[Data listing]

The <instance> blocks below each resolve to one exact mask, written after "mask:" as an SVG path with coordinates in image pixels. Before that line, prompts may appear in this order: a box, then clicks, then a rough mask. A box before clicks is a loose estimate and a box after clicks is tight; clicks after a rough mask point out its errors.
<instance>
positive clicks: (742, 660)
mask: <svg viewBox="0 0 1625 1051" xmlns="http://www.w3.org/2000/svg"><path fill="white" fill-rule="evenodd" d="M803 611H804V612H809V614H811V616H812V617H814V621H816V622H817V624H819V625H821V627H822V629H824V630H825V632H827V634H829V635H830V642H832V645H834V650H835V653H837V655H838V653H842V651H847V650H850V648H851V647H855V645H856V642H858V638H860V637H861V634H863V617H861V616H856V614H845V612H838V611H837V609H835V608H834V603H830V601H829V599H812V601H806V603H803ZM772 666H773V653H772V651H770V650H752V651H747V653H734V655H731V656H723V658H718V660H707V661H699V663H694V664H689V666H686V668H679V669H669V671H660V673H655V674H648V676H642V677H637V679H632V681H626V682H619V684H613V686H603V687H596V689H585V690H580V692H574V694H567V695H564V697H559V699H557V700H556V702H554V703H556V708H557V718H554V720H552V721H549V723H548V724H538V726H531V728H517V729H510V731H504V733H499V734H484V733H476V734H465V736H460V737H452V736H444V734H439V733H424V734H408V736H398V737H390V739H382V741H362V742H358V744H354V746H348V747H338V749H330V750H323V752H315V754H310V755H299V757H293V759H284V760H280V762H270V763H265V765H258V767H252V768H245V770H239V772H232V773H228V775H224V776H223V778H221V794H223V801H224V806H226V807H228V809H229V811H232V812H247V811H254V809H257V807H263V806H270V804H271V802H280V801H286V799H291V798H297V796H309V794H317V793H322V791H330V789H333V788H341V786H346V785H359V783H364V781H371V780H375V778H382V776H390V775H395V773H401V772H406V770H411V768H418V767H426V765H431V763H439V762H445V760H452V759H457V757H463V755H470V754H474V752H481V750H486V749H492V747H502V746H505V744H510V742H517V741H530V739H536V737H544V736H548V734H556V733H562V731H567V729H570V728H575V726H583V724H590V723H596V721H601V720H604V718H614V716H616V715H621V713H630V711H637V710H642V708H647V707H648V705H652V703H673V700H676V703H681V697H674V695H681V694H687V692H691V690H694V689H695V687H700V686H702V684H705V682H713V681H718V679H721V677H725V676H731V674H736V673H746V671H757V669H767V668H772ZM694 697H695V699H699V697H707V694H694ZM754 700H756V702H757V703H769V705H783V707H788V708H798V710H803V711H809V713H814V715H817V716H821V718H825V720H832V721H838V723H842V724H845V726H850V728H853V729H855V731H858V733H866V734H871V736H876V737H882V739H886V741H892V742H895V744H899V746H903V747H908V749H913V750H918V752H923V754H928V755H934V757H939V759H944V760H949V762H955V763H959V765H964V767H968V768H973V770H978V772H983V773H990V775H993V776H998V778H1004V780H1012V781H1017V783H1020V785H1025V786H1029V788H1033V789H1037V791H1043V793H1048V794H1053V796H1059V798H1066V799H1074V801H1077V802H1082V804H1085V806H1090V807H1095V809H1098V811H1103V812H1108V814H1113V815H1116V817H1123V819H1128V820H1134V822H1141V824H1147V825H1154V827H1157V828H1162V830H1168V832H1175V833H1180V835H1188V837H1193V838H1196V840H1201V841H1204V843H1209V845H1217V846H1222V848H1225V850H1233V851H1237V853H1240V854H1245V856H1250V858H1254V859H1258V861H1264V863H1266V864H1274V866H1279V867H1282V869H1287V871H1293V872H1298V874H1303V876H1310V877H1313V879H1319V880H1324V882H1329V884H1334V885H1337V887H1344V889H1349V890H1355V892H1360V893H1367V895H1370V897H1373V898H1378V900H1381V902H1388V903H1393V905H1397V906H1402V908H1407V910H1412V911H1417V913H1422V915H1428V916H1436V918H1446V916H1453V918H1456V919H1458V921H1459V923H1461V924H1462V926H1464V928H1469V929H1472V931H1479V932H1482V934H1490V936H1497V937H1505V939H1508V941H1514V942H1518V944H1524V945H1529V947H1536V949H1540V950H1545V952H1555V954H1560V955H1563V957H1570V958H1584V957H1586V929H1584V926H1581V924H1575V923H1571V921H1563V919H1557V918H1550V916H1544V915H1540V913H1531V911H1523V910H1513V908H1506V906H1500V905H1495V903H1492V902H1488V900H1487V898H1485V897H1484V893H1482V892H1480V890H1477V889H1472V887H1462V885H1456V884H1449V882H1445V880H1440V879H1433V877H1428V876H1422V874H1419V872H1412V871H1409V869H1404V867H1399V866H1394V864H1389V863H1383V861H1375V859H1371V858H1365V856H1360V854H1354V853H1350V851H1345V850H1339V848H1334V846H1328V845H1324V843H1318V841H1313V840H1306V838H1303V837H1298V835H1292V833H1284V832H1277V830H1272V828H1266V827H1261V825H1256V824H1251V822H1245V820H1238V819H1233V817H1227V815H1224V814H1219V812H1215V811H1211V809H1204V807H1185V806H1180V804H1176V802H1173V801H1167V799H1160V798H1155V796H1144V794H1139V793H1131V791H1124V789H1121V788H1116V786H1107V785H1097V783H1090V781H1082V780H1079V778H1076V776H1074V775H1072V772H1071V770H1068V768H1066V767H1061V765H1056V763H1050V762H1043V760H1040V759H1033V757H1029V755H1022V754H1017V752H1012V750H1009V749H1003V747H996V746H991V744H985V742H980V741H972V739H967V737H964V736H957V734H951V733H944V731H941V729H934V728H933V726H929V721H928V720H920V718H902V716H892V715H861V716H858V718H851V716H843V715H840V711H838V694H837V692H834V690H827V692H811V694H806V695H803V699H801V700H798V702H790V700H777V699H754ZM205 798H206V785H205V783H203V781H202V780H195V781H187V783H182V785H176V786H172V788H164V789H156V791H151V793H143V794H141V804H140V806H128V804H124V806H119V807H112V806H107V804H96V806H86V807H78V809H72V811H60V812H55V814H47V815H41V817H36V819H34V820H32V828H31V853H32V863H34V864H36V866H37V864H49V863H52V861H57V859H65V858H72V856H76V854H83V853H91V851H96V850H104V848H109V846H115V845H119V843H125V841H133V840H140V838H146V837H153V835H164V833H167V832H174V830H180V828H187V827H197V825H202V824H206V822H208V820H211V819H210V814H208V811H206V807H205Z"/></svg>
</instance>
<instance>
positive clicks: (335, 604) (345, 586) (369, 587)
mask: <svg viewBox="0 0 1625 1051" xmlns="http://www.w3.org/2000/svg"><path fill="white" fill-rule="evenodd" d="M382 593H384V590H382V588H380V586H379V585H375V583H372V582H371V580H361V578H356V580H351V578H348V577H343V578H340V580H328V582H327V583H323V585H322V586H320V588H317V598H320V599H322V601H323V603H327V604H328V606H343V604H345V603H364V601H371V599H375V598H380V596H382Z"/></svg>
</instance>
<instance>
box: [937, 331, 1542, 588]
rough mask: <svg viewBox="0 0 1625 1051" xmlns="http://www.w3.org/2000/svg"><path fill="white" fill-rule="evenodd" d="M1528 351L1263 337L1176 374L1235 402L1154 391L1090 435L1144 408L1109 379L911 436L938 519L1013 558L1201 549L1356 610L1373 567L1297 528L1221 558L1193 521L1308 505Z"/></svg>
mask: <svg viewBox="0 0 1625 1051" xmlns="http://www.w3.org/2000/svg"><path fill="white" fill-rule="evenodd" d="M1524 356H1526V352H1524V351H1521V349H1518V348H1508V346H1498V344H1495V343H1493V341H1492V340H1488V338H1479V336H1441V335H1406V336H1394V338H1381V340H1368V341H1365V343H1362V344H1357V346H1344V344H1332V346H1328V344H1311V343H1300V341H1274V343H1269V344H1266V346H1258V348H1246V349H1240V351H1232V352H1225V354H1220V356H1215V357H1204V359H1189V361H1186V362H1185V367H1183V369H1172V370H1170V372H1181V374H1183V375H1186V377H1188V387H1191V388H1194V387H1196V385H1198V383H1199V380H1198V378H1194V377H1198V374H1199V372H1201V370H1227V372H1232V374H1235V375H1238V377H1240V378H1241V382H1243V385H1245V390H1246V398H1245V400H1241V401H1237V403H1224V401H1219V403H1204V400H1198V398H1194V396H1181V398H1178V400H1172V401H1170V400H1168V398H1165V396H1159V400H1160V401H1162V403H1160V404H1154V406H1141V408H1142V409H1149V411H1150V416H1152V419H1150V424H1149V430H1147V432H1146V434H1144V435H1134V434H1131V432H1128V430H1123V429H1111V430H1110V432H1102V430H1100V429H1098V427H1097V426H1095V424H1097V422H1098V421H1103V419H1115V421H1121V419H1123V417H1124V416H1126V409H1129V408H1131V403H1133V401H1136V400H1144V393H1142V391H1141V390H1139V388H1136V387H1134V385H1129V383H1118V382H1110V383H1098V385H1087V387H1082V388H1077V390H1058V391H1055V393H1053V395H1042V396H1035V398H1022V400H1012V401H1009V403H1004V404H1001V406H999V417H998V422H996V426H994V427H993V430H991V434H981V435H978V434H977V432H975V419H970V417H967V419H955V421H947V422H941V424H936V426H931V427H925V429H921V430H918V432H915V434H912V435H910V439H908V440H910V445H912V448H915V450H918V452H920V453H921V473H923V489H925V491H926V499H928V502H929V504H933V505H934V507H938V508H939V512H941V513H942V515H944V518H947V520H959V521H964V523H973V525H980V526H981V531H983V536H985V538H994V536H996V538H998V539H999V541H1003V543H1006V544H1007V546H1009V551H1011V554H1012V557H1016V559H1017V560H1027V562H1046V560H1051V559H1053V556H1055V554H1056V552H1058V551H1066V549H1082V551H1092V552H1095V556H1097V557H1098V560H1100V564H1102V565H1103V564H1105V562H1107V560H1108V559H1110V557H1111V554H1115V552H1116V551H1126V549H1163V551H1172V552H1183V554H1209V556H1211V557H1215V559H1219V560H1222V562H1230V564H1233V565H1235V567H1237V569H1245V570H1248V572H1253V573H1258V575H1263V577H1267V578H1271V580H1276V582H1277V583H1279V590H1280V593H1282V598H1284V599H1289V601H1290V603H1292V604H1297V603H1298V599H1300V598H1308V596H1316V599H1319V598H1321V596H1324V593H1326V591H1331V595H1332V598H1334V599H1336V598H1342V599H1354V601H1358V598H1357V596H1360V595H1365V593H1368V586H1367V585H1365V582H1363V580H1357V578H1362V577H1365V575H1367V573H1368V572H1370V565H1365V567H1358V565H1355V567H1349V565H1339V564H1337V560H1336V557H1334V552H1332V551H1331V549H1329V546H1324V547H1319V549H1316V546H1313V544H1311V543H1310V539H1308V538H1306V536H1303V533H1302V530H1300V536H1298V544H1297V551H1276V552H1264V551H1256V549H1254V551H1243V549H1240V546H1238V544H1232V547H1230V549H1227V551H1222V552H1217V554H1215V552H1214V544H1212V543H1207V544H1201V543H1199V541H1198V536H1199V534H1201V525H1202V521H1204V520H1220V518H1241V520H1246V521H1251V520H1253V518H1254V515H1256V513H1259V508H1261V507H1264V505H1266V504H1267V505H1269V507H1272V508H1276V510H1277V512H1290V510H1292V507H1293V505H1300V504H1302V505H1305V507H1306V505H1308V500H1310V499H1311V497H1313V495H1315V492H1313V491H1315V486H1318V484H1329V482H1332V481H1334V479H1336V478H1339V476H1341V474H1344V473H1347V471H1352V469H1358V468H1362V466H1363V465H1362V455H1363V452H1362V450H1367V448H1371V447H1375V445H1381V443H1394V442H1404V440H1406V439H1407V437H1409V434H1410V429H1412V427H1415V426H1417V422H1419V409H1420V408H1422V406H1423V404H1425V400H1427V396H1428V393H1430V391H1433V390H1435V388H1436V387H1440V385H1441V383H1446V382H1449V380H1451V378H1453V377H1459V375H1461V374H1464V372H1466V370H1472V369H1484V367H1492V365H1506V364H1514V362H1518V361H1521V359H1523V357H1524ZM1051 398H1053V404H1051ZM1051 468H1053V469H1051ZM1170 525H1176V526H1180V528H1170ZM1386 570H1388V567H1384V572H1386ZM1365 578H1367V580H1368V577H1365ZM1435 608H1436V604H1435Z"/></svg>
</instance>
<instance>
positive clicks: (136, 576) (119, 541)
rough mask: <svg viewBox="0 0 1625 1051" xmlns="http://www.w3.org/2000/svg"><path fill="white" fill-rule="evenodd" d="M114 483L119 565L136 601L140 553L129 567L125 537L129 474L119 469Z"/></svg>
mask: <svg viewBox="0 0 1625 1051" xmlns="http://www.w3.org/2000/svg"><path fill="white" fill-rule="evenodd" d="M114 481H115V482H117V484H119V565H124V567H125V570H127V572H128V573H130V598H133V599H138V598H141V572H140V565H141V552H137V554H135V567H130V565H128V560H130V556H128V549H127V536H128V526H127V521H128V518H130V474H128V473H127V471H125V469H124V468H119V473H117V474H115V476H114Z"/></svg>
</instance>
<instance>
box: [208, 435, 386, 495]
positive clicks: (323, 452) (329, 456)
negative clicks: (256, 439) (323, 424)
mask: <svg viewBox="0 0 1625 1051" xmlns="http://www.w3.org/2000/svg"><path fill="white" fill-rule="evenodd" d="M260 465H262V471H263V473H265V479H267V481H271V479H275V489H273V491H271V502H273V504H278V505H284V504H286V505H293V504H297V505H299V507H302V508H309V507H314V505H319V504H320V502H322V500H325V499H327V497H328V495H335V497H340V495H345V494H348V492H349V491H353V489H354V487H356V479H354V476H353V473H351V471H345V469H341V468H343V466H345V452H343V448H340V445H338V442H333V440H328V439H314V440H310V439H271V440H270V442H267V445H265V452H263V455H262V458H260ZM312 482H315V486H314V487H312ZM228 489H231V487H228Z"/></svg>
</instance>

[/Data listing]

Assigned task: As listed above, the lines from the line with "positive clicks: (136, 576) (119, 541)" to the line with "positive clicks: (323, 452) (329, 456)" are to be echoed exactly, with both ends included and nothing added.

Response box:
positive clicks: (136, 576) (119, 541)
rough mask: <svg viewBox="0 0 1625 1051" xmlns="http://www.w3.org/2000/svg"><path fill="white" fill-rule="evenodd" d="M114 483L119 565L136 601L140 553L129 567L125 537L129 474L119 469Z"/></svg>
mask: <svg viewBox="0 0 1625 1051" xmlns="http://www.w3.org/2000/svg"><path fill="white" fill-rule="evenodd" d="M114 481H115V482H117V484H119V565H124V567H125V570H127V572H128V573H130V598H133V599H138V598H141V572H140V565H141V552H137V554H135V567H130V565H128V560H130V556H128V549H127V536H128V526H127V521H128V518H130V474H128V473H127V471H125V469H124V468H119V473H117V474H115V476H114Z"/></svg>
</instance>
<instance>
box: [208, 435, 386, 495]
positive clicks: (323, 452) (329, 456)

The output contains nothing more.